**TASK GOAL:**
All lines from the line containing "the caterpillar in" up to and including the last line of the listing below should be echoed exactly; no other lines belong in the response.

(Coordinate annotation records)
════════════════════
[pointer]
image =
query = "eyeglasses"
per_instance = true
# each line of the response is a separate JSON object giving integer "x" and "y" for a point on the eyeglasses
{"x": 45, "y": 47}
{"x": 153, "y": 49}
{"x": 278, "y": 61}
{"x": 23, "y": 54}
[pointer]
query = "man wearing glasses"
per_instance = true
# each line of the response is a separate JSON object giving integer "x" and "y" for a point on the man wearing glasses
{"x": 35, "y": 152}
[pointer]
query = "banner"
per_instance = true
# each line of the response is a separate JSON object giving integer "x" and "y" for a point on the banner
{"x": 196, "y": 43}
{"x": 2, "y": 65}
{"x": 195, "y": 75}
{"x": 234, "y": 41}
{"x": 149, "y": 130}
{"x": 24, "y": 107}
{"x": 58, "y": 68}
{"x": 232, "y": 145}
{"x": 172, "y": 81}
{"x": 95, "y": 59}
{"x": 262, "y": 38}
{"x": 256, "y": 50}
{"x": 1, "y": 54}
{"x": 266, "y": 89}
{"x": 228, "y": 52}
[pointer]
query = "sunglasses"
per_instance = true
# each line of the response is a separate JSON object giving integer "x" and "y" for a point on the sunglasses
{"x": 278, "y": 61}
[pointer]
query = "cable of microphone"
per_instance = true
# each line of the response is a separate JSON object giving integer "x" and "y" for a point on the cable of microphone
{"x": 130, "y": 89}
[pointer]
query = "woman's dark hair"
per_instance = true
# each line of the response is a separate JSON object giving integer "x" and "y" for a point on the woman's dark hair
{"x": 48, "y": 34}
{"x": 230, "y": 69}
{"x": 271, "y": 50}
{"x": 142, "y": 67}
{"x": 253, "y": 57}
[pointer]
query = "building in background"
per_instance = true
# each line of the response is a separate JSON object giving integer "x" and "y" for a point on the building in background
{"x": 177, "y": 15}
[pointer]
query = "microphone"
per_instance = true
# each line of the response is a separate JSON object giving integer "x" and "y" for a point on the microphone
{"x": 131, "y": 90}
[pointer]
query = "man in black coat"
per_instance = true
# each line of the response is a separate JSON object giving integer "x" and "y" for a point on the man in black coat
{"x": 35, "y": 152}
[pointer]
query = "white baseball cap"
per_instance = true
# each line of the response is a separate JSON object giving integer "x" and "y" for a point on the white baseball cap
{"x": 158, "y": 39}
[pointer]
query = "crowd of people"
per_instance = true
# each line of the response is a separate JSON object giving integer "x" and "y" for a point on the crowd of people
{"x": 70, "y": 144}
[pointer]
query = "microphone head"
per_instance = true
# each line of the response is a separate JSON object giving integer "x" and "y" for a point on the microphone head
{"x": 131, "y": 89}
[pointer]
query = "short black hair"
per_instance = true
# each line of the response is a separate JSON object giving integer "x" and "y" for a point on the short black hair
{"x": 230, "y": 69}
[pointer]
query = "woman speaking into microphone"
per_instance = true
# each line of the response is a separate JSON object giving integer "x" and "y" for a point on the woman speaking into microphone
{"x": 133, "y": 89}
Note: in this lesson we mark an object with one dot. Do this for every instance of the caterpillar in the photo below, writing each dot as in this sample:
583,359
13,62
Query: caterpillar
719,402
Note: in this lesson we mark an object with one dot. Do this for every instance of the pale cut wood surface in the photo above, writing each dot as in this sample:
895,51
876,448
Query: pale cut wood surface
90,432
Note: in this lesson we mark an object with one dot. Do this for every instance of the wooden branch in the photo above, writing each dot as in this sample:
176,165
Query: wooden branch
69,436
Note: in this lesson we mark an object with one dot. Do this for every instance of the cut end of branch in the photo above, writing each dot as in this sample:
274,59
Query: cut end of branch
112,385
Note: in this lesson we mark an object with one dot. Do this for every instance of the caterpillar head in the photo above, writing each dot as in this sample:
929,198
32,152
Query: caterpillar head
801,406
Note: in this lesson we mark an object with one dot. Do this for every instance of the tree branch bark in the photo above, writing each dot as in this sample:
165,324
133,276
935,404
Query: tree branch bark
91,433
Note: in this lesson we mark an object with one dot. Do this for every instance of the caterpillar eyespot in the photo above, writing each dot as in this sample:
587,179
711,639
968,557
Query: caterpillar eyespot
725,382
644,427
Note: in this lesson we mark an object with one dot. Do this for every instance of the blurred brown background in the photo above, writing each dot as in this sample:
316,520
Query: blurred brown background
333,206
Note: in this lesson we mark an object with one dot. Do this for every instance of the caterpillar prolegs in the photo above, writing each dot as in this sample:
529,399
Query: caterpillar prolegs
════════════════════
**EXPECTED OUTPUT:**
Note: in this lesson we mark an object with one dot. Do this for every instance of the caterpillar in the photo below, writing each dot as in this sample:
583,359
13,62
Query: caterpillar
719,402
Note: in this lesson we mark an object with one dot. Do this for every instance of the pale cut wood surface in the photo above, writing each dot as in this sample:
895,51
876,448
Query: pale cut wood surface
90,432
Note: in this lesson we mark an object with one dot. Do this for every instance of the wooden branch in the photo above, writing each dot as in this sample:
176,165
Query: wooden branch
69,436
Note: in this lesson we mark an object with one dot. Do this for every instance of the cut end of branch in the photo above, writing each dot as in this sample:
274,59
Query: cut end of branch
112,385
Note: in this lesson we mark an object with one dot. Do this for every instance of the caterpillar head in the photo above, writing each dot as in this sample:
929,198
32,152
Query: caterpillar head
801,406
Note: in this lesson we mark an object with one dot. Do this for every instance of the tree branch bark in the photo above, writing each dot as in this sample:
165,324
133,276
935,404
Query: tree branch bark
91,433
Note: in this lesson we mark an object with one dot. Do this for every instance of the caterpillar eyespot in the photo above, writing each dot as in this sample:
587,179
711,639
968,557
Query: caterpillar eyespot
725,382
644,427
Note: in this lesson we mark an object with one dot. Do this for every instance of the blurred brown background in the photo above, writing each dot as in this sample:
316,520
Query: blurred brown background
333,206
Note: in this lesson we mark an object with one dot. Do this for every instance of the caterpillar prolegs in the photo above, writing each dot as in this sample:
529,399
Query: caterpillar prolegs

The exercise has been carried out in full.